:: Excerpted data

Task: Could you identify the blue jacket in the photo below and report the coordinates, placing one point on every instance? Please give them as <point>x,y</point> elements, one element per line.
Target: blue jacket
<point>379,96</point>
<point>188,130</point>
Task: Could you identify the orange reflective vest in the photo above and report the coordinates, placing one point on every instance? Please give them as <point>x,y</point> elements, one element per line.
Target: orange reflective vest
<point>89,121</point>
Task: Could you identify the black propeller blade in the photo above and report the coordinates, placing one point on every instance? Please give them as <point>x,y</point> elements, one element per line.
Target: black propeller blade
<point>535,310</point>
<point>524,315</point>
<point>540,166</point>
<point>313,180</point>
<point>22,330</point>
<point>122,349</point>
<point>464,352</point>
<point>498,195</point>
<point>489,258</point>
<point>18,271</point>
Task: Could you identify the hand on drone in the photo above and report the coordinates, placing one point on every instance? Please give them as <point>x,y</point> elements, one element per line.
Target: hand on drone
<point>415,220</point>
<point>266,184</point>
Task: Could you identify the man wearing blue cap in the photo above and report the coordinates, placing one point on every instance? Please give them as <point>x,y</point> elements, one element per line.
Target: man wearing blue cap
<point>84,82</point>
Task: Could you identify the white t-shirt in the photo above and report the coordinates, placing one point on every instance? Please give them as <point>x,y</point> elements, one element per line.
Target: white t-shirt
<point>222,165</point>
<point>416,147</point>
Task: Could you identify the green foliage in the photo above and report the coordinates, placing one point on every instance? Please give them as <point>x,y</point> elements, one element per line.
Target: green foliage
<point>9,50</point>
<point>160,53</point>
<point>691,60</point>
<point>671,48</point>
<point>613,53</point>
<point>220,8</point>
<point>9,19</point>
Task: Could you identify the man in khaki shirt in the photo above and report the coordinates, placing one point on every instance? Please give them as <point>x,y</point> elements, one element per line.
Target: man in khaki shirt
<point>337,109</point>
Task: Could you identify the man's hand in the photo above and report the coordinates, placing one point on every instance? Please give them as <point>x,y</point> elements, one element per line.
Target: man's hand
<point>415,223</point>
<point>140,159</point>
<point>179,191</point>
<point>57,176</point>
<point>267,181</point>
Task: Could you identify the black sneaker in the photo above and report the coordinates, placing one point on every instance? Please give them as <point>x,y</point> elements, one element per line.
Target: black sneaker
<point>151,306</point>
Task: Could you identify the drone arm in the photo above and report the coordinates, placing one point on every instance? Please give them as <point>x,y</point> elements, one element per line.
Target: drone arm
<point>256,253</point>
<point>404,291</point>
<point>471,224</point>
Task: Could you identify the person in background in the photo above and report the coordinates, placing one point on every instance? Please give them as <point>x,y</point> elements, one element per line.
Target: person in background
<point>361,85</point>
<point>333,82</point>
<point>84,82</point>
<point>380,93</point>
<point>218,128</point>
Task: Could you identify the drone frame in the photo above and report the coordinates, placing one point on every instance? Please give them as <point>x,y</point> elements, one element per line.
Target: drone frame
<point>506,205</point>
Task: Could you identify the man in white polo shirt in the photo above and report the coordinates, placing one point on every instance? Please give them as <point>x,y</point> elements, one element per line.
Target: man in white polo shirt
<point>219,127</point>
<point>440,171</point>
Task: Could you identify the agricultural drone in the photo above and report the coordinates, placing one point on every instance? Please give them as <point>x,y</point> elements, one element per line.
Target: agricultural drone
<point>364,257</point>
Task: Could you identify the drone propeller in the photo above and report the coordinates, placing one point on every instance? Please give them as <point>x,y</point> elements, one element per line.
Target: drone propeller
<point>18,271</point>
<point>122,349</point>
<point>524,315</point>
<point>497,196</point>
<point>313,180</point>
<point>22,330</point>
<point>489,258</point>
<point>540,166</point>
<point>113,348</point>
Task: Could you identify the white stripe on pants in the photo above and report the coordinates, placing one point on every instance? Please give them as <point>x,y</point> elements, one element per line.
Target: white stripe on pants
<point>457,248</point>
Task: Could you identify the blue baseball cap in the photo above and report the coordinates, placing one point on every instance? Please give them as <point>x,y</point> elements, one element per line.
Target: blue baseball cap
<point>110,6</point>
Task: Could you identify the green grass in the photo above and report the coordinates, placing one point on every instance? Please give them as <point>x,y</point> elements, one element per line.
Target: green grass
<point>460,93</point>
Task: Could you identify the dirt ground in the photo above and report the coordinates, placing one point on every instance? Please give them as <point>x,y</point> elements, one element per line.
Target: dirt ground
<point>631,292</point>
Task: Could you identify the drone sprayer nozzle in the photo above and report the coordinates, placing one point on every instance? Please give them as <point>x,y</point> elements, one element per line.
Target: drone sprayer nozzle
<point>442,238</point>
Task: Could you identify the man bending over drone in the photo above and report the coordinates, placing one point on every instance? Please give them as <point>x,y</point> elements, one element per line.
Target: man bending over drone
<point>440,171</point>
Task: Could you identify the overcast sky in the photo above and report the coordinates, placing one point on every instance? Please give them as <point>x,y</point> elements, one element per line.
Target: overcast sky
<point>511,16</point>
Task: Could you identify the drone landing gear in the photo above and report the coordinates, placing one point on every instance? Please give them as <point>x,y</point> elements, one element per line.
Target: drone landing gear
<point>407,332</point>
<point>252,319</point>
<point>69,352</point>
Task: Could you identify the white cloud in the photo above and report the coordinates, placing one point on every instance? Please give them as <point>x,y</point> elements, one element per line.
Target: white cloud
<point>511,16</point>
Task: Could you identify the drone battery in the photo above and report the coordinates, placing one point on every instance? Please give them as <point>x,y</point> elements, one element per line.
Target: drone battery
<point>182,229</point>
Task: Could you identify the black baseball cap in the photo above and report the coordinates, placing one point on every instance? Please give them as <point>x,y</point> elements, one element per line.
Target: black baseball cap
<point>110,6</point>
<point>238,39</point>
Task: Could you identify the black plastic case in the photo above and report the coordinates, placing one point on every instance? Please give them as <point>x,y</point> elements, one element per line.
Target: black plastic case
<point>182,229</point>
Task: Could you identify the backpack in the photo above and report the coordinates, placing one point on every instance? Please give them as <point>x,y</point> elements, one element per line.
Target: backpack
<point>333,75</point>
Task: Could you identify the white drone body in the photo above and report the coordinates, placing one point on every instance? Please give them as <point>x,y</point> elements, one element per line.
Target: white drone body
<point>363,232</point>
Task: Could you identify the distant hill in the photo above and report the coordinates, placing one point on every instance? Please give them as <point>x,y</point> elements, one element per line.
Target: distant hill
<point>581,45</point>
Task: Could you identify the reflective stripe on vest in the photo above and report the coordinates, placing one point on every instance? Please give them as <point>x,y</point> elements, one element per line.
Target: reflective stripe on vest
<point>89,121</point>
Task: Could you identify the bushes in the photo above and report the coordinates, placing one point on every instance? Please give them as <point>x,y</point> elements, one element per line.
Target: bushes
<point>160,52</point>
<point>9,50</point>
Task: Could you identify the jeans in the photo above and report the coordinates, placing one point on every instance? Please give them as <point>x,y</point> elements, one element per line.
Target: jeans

::::

Work to be completed |
Reproduce all of the material above word for word.

Answer to this task |
Task: Could you identify the blue jacket in the photo below and report the coordinates, placing one point on every instance? Please give them as <point>x,y</point> elements, one element per line.
Target: blue jacket
<point>379,96</point>
<point>188,130</point>
Task: Could you identify the orange reflective vest in the photo above and report the coordinates, placing one point on every instance? Please give them as <point>x,y</point> elements, one element per line.
Target: orange reflective vest
<point>89,121</point>
Task: Could you identify the black propeller blade in the photo above and report the coordinates, placing one point on every instance? Please give them as <point>x,y</point> elements, one element per line.
Target: black propeller blade
<point>535,310</point>
<point>524,315</point>
<point>540,166</point>
<point>313,180</point>
<point>22,330</point>
<point>122,349</point>
<point>464,352</point>
<point>498,195</point>
<point>489,258</point>
<point>18,271</point>
Task: Could you identify the hand on drone in the photo above and report the coordinates, placing one point on every instance? Please give them as <point>x,y</point> elements, one element per line.
Target: hand on drone
<point>415,220</point>
<point>266,184</point>
Task: Could you identify the man wearing blue cap in the photo above and report the coordinates, placing one point on every instance? Please give them as <point>x,y</point> elements, one element per line.
Target: man wearing blue cap
<point>84,82</point>
Task: Could you identify the white t-shirt in the photo above and report the coordinates, placing one point on every instance? Please give them as <point>x,y</point> elements, one element per line.
Target: white t-shirt
<point>222,165</point>
<point>416,147</point>
Task: Could you identify the green foliage in the photo above and report the coordinates, placing one point on every instance? Please give them as <point>x,y</point> elements, one element per line.
Target: green foliage
<point>9,50</point>
<point>160,53</point>
<point>691,60</point>
<point>671,48</point>
<point>613,53</point>
<point>220,8</point>
<point>9,19</point>
Task: Could you identify the man in khaki shirt in the photo above and report the coordinates, placing one point on every instance? Please give them as <point>x,y</point> elements, one element per line.
Target: man in khaki shirt
<point>337,109</point>
Task: Could you identify the man's hand in the photo above and report the coordinates, placing one point on every instance? Please give them as <point>x,y</point> elements, one element per line.
Target: man's hand
<point>415,223</point>
<point>140,159</point>
<point>179,191</point>
<point>57,176</point>
<point>267,181</point>
Task: Could you identify the black sneaker in the photo above and report the coordinates, placing one point on every instance? Please give them as <point>x,y</point> elements, one element per line.
Target: black sneaker
<point>151,306</point>
Task: Could you identify the drone arm in the photo above and report the coordinates, placing one point on every instance? Please give them as <point>x,y</point> elements, one element per line.
Target: drone arm
<point>256,253</point>
<point>404,291</point>
<point>471,224</point>
Task: Could you identify the person in background in the photo above and report the coordinates, placing one point on every instance? Please give them as <point>x,y</point> elements, one element per line.
Target: person in background
<point>361,85</point>
<point>333,82</point>
<point>84,82</point>
<point>380,93</point>
<point>218,128</point>
Task: Could you identify the drone frame in the photo above and report the coordinates, placing one point on every instance? Please give them as <point>x,y</point> elements, one element per line.
Target: drone frame
<point>506,205</point>
Task: Could you identify the man in white polo shirt in the photo above and report the coordinates, placing one point on every instance? Please give them as <point>x,y</point> elements, one element per line.
Target: man in white polo shirt
<point>219,127</point>
<point>440,171</point>
Task: Could you identify the agricultural drone in the photo above and report the coordinates, placing one point on every instance? Please give them as <point>x,y</point> elements, one element per line.
Target: agricultural drone
<point>364,257</point>
Task: Could you identify the drone propeller in the photo above and report the coordinates, placing one point on every instance? Please give them as <point>x,y</point> elements, one element per line.
Target: drone propeller
<point>18,271</point>
<point>122,349</point>
<point>524,315</point>
<point>497,196</point>
<point>313,180</point>
<point>22,330</point>
<point>489,258</point>
<point>540,166</point>
<point>113,348</point>
Task: Could you identify the white stripe on pants in the photo above and report the coordinates, placing one point on every instance? Please give them as <point>x,y</point> elements, one element per line.
Target: white stripe on pants
<point>457,248</point>
Task: Could you identify the blue baseball cap in the photo above and report the coordinates, placing one point on every instance? Please give them as <point>x,y</point> elements, one element per line.
Target: blue baseball cap
<point>110,6</point>
Task: Could you identify the green grass in the photo above and report the coordinates, placing one point on every instance? Please give them as <point>x,y</point> elements, one element per line.
Target: green grass
<point>460,93</point>
Task: Could you identify the dirt ground in the photo above and report the coordinates, placing one point on every instance? Please give them as <point>x,y</point> elements, one element per line.
Target: dirt ground
<point>631,292</point>
Task: Could you identify the drone sprayer nozzle in the photo above and report the coordinates, placing one point on every instance? Please give them as <point>x,y</point> elements, one element per line.
Target: drone sprayer nozzle
<point>442,238</point>
Task: Could you identify the man bending over drone in the photo above and report the coordinates, placing one point on every instance? Please give them as <point>x,y</point> elements, one element per line.
Target: man bending over drone
<point>440,171</point>
Task: Could you identify the overcast sky in the photo above and report the coordinates, placing one point on every instance? Please give them as <point>x,y</point> elements, one element per line.
Target: overcast sky
<point>511,16</point>
Task: Could you identify the drone landing gear in the photo above and report the coordinates, placing one point on every instance? Please give them as <point>x,y</point> elements, one element per line.
Target: drone landing gear
<point>407,332</point>
<point>252,319</point>
<point>69,352</point>
Task: Could you identify the white cloud in the photo above and report the coordinates, placing one point on every instance? Please give them as <point>x,y</point> elements, one element per line.
Target: white cloud
<point>511,16</point>
Task: Could you identify the drone battery in the photo above and report the coordinates, placing one point on every instance? Please give them as <point>x,y</point> elements, one element per line.
Target: drone battery
<point>182,229</point>
Task: Could you identify the black baseball cap in the photo above and report the coordinates, placing one point on every instance? Please give them as <point>x,y</point> elements, one element per line.
Target: black baseball cap
<point>110,6</point>
<point>238,39</point>
Task: Could you identify the black plastic case in the photo above and report the coordinates, placing one point on every instance? Please give them as <point>x,y</point> elements, one element per line.
Target: black plastic case
<point>182,229</point>
Task: Could you identify the backpack in the photo above and report the coordinates, placing one point on every instance? Please give them as <point>x,y</point> elements, one element per line.
Target: backpack
<point>333,75</point>
Task: Could you identify the white drone body in the photo above and report the coordinates, placing one point on every instance? Please give them as <point>x,y</point> elements, one element per line.
Target: white drone body
<point>363,232</point>
Task: Could you identify the distant hill in the photo above and report the coordinates, placing one point on every instance? Please give them as <point>x,y</point> elements, one element per line.
Target: distant hill
<point>581,45</point>
Task: Could you identify the reflective stripe on vest in the photo above and report the coordinates, placing one point on every instance? Please give them as <point>x,y</point> elements, one element per line.
Target: reflective stripe on vest
<point>89,121</point>
Task: Could you identify the bushes in the photo above and report the coordinates, placing one point on every instance? Please give them as <point>x,y</point> elements, one element per line.
Target: bushes
<point>160,52</point>
<point>9,50</point>
Task: Could you identify the jeans in the photo above and report the coordinates, placing one point on every instance? Please give them as <point>x,y</point> elements, one element per line.
Target: jeans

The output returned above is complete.